Hala da öyleler. Aradan bunca yıl geçmesine rağmen ne kapitalizm
kendiliğinden çöktü ne de onun yıkıntıları üzerinde yeni bir
düzen kuruldu. Bu unsurlar, kapitalist üretim biçiminin hareket
yasalarını zerre kadar alamıyorlar. Öznel isteklerini nesnel
gerçekliğin önüne koyarak güya devrimci politika yapıyorlar.
Sonuç ortada:
-Krizin
en derin yaşandığı Batı'nın emperyalist ülkelerinde ekonomide
-hepsinde olmasa da- belli bir canlanma var.
-Dünya
krizinden bahsediyoruz, ama bütün ülkeler krize girmediler.
-Dolayısıyla
daha krizin başlangıcında kapitalist ekonomide iki eğilim vardı;
krizde olan ülkeler, krizde olmayan veya sınırlı etkilenen
ülkeler. Şimdi bu iki eğilim, tek eğilimde birleşme sürecinde.
-Kapitalizmin
kendiliğinden çökeceğini savunan unsurlar, kapitalizmi sadece ve
sadece Batı'nın klasik ülkelerinden (ABD, AB, Japonya) ibaret
gördükleri için buralarda krizin patlak vermesini kapitalizmin
dünya çapında çöküşü olarak algıladılar. Kapitalist
sistemde eksen kaymasını, güçler dengesindeki değişimi
göremediler.

=====

Alıştırma görevleri:
a) Kapitalizm ve kriz üzerine metinde "Hala da öyleler." ifadesinden başlayıp "ülkeler krize girmediler." ifadesi de dahil olmak üzere olan bölümü birebir kopyalayın.
b) Kapitalizm ve kriz üzerine metni son cümlesinin ardından sürdürün.

=====

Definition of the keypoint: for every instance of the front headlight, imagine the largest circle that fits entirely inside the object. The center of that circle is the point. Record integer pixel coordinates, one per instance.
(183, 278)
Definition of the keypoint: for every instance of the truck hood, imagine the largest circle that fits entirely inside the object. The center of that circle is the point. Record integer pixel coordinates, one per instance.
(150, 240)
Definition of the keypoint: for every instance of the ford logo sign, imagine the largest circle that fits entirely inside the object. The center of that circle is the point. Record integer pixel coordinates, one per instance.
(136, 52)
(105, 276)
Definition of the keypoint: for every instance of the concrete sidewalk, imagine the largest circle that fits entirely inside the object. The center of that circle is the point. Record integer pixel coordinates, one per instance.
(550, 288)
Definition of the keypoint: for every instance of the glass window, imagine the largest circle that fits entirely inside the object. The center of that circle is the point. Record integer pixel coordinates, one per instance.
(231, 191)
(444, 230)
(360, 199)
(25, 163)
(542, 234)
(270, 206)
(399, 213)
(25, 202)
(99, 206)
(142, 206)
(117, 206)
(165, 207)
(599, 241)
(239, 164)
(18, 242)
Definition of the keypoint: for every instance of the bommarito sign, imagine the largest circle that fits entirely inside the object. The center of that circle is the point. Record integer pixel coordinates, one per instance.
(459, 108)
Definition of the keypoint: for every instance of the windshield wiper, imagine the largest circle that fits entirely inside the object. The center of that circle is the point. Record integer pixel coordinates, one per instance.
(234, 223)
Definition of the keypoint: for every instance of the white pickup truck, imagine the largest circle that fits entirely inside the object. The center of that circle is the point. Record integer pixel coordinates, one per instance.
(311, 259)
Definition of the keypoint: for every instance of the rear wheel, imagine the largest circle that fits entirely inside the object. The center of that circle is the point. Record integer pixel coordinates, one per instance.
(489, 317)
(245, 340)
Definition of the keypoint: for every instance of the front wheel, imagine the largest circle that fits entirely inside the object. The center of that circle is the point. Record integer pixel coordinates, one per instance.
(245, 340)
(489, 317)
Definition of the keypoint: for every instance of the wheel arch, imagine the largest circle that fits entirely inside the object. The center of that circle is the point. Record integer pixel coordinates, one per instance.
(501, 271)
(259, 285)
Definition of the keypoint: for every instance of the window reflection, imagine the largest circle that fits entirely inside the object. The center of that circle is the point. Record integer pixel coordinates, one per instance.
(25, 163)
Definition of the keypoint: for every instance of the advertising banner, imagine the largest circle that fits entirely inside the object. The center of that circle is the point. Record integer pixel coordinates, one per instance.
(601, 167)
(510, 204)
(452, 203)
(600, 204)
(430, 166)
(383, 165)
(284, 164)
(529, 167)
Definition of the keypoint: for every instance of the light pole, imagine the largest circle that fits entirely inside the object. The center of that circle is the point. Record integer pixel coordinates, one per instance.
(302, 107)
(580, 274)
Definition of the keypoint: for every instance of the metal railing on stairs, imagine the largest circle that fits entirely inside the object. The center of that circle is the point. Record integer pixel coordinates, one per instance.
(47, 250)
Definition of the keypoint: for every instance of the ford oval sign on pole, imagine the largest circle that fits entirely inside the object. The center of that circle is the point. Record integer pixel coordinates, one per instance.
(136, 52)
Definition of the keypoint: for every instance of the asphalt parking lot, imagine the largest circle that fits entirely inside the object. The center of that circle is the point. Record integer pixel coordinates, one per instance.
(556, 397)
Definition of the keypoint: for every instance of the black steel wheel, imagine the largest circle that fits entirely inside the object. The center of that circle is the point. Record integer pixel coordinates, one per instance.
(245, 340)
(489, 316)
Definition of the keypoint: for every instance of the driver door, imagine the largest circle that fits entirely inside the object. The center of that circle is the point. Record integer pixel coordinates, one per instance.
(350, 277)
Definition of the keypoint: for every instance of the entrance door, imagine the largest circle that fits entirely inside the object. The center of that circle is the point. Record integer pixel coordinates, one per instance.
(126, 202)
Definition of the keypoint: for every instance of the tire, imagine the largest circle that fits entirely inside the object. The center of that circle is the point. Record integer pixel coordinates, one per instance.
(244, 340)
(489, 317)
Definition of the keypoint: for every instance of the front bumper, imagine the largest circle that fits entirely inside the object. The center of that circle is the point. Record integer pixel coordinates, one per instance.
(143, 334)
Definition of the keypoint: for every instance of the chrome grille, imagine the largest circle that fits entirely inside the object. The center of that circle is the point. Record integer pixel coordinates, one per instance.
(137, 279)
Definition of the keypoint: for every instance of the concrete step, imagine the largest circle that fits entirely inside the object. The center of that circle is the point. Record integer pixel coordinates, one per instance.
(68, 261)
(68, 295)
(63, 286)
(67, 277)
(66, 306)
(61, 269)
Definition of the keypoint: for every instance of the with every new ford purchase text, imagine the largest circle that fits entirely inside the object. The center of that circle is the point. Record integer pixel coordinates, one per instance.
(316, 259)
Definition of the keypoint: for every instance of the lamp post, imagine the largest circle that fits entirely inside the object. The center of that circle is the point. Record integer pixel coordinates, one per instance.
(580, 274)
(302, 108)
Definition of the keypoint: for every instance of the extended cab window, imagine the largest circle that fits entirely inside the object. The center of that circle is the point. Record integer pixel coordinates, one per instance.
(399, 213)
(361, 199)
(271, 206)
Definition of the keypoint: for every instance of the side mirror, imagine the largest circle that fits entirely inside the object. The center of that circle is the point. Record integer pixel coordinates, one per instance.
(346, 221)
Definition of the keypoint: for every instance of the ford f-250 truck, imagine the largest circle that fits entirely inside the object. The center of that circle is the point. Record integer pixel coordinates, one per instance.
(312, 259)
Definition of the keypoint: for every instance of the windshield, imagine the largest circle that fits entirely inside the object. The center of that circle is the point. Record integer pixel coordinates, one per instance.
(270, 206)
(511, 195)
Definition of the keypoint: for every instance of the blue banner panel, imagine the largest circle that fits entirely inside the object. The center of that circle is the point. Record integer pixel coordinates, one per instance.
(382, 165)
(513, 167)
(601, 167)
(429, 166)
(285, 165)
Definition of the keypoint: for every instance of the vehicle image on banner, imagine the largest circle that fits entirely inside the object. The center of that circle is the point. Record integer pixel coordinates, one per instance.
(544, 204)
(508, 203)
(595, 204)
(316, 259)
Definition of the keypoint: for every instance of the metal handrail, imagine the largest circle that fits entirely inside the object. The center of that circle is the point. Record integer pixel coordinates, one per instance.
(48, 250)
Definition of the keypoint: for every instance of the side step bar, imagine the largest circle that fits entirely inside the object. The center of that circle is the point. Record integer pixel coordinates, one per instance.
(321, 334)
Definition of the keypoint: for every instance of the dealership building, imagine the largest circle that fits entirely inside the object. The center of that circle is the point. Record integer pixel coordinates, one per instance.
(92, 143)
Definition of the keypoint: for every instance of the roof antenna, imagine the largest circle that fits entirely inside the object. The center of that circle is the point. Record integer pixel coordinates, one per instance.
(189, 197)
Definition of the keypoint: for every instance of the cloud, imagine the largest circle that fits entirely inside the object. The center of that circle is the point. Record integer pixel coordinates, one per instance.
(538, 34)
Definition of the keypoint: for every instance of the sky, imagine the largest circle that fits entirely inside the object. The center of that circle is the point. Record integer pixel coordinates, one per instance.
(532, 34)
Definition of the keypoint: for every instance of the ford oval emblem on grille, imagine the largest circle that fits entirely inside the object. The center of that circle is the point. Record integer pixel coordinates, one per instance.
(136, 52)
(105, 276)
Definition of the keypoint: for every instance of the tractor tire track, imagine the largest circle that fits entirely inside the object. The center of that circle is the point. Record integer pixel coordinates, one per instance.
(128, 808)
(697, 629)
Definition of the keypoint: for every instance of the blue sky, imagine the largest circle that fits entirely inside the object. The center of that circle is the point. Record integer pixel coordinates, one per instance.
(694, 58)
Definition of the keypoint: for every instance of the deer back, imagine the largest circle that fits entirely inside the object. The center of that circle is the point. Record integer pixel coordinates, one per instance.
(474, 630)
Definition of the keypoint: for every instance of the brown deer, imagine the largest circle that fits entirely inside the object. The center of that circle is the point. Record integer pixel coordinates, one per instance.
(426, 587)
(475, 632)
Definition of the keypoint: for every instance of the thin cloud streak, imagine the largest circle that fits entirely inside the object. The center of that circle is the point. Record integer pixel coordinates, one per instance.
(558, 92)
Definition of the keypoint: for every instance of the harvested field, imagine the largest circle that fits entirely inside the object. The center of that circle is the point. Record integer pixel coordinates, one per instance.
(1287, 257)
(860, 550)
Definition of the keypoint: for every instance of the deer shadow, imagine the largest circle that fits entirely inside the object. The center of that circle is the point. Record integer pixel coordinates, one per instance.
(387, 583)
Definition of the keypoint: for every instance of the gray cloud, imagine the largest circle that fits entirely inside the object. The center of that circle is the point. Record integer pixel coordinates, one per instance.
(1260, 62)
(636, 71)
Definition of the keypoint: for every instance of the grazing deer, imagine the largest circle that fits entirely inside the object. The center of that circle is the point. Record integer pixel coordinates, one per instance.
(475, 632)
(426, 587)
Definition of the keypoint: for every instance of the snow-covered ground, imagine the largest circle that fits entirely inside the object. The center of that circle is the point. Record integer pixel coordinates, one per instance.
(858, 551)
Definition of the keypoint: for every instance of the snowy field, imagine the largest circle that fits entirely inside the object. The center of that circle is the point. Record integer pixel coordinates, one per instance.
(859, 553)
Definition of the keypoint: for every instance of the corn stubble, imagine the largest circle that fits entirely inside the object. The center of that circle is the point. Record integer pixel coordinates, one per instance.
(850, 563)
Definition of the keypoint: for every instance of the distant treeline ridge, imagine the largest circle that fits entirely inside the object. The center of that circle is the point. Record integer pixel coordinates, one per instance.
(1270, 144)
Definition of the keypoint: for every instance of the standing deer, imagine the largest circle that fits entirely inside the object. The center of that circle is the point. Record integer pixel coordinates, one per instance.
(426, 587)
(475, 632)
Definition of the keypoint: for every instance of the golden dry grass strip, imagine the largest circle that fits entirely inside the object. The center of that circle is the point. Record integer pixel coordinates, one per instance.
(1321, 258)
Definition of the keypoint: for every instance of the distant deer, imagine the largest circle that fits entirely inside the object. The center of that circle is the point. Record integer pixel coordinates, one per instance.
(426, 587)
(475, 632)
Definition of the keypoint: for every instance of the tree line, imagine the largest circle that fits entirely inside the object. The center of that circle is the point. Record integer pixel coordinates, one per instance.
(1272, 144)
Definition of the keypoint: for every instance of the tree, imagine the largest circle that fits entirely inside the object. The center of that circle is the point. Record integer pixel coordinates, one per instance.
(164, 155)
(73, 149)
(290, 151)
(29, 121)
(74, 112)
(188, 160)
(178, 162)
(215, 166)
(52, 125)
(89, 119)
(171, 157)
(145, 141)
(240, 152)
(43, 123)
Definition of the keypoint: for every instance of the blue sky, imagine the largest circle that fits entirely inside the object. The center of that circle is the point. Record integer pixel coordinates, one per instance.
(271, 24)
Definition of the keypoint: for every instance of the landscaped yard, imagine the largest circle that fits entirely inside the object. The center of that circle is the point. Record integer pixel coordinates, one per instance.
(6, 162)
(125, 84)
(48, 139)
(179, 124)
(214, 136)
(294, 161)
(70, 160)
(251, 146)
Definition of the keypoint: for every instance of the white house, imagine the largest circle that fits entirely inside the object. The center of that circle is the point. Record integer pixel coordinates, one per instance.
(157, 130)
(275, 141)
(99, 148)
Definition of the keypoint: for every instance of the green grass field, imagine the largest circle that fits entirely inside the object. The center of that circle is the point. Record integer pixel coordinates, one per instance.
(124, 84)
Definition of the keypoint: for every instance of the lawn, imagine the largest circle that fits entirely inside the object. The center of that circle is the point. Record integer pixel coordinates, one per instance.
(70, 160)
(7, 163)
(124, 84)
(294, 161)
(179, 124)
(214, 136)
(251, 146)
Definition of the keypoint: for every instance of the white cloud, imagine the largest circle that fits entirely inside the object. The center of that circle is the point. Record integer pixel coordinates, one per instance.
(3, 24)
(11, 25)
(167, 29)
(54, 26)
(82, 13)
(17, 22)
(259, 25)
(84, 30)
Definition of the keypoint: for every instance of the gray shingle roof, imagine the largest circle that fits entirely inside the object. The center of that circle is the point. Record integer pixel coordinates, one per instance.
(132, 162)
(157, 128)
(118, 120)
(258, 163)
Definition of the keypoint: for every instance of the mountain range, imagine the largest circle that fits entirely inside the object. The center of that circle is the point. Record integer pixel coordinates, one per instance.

=====

Görevlerin yanıtları:
a)
Hala da öyleler. Aradan bunca yıl geçmesine rağmen ne kapitalizm
kendiliğinden çöktü ne de onun yıkıntıları üzerinde yeni bir
düzen kuruldu. Bu unsurlar, kapitalist üretim biçiminin hareket
yasalarını zerre kadar alamıyorlar. Öznel isteklerini nesnel
gerçekliğin önüne koyarak güya devrimci politika yapıyorlar.
Sonuç ortada:
-Krizin
en derin yaşandığı Batı'nın emperyalist ülkelerinde ekonomide
-hepsinde olmasa da- belli bir canlanma var.
-Dünya
krizinden bahsediyoruz, ama bütün ülkeler krize girmediler.

b)
Dünya
ekonomisindeki gelişmeler, en azından yukarıdaki veriler, bu
unsurlar için kış mevsiminin geldiğin göstermektedir. Bir
sonraki krize kadar bunlar yer altına çekilecekler, aynen ayrık
otu gibi toprak üstünde görüntüleri yok olacak ve gelecek kriz
patlak verirken bir daha piyasaya çıkacaklar ve kapitalizm çöküyoru
tekrarlayacaklar. Her kriz döneminde böyle olmuştur, gelecek kriz
döneminde de böyle olacak.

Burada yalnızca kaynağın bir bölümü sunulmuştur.